It seems to be a common assumption that physical places like parks, sidewalks, and public squares, and "cyber-places" like the Web, constitute separate locations of communication. In reality, however, the intersection and collision of these two spaces is imminent. In some respects it has already occurred. Entire cities and counties are erecting wireless "clouds" that will bring the Internet to vast public spaces. n1 Technologies of surveillance continue to proliferate. What one does and says in public places is increasingly subject to surveillance by means of a combination of hand-held devices and official surveillance tools like closed circuit television cameras (CCTV). n2 There may soon be a continuous, running record of most public activities. People in public places are also carrying [*3] and wearing ever more sophisticated computing devices. Pervasive personal computing is mobilizing communication and affecting public interaction in ways we are only now beginning to appreciate. Among other things, it is blurring the line between private and public communication. Anyone who has ever been stuck in traffic behind a car in which a pornographic DVD is being displayed has glimpsed this phenomenon. Like it or not, the era of "drive-by pornography" is now upon us. n3

Technology is altering the fundamental character of public places. Increasingly, when we are in public, we occupy "networked" places. n4 Some scholars have already noted the significant Fourth Amendment privacy concerns raised by the networking of public places. n5 These concerns will be exacerbated as the technologies of communication and surveillance become more widespread and more sophisticated. The networking of public places will also give rise to a host of less- commented upon free speech issues. n6 Place is a critical component of expressive activity. n7 The transformation of material public places into networked ones will fundamentally change what it means to speak, petition, associate, and exercise press rights in public.

This Article provides a comprehensive assessment of the First Amendment issues related to the networking of public places. The changes brought about by the networking of public places will affect a number of First Amendment doctrines and principles. This Article considers six basic [*4] categories or clusters of speech issues raised by the networking of public places: property or public forum, public captivity, protection (from harmful speech), public protest, privacy (in terms of both identity and thought), and press.

Having cities and other governmental entities, rather than private interests, provide public wireless Internet connections raises questions about ownership, control, access, and neutrality. Are these public wireless networks just another public utility? Are they speech forums? Will governments, or their private partners, be able to filter public Web access? Is there a constitutional right to public connectivity and access in the same sense that there is a right to speak and assemble on the streets? Will governments, or their state-actor private partners, have unfettered access to information about public network users?

Public "captivity" will also become a larger concern. As the drive-by pornography example shows, the networking of public places will expose audiences to speech in public that has to this point been either entirely private or effectively segregated in material places. Sexually explicit content and ubiquitous advertising will be more prevalent in networked places. Citizens will carry this content with them into the networked public square. We will all potentially be more "captive" in networked public places-on buses, in subway cars, in parks and government buildings- to speech that we have generally been able to avoid in material public places. n8 To what extent can or should the law protect listeners and viewers from this expression?

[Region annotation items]
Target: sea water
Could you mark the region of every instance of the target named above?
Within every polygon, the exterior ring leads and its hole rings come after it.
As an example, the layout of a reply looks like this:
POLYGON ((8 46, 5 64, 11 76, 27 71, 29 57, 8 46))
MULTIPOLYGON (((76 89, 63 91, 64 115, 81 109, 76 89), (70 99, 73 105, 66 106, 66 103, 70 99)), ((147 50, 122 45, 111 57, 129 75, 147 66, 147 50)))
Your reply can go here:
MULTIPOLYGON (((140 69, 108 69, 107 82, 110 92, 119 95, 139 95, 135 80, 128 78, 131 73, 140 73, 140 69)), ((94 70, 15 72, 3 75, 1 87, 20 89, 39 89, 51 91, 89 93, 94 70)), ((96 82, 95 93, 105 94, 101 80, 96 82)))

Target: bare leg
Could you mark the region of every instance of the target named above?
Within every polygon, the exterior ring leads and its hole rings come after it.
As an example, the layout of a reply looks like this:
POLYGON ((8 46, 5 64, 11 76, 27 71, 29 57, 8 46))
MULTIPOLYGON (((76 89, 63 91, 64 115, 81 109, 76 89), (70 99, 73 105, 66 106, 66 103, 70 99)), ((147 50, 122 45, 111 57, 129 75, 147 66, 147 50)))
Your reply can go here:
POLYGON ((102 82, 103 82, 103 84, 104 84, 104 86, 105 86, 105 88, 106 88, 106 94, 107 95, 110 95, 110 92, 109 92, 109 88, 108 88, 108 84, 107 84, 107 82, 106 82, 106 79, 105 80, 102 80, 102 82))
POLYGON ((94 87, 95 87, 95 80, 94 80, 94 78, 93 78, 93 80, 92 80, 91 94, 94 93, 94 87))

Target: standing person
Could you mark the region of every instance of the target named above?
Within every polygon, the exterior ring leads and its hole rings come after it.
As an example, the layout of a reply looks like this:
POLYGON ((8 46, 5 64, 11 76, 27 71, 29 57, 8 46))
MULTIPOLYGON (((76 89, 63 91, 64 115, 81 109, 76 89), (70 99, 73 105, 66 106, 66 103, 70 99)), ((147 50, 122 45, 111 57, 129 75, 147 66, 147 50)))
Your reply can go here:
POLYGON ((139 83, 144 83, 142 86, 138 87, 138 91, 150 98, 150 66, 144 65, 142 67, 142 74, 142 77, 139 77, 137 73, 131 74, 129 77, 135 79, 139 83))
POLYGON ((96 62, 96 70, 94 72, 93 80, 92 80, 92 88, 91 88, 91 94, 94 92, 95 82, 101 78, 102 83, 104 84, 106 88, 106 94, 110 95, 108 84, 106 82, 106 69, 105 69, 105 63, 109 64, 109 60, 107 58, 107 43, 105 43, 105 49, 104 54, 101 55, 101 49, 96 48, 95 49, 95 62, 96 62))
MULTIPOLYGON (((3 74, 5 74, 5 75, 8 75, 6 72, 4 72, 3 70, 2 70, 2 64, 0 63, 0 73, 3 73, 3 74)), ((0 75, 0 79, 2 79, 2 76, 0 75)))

◆ Stated exercise A ◆
In the article on free speech in networked public places, how many categories of speech issues are considered?
◆ Stated exercise B ◆
Carry on the article about free speech in networked public places, starting right after its last sentence.

◆ Output A ◆
Six: property or public forum, public captivity, protection, public protest, privacy, and press.

◆ Output B ◆
As the captivity problem indicates, exposure to harmful speech in networked public places will become increasingly difficult to regulate. The networking of public places will alter the form and character of public expression. It will, for example, permit speakers to use devices to virtually approach listeners and viewers. Network features will affect concepts such as imminence and risk, which have been critical to the application of First Amendment doctrines like fighting words, threats, and incitement to unlawful action. As public places become networked, we must consider what form of protection will be available to viewers and listeners when they encounter such things as mobile sexually explicit speech, virtual harassment, cyber-spamming, and other forms of harmful speech in public places.

The networking of public places will also substantially affect public protests and demonstrations. Networking features will facilitate assembly by providing platforms for social capital and the means for spontaneous [*5] action. But they will also facilitate official and unofficial surveillance, as public and private cameras are increasingly used to record events in the public square. On balance, will the networking of public places render self-governing activities like protesting and petitioning too costly for most citizens?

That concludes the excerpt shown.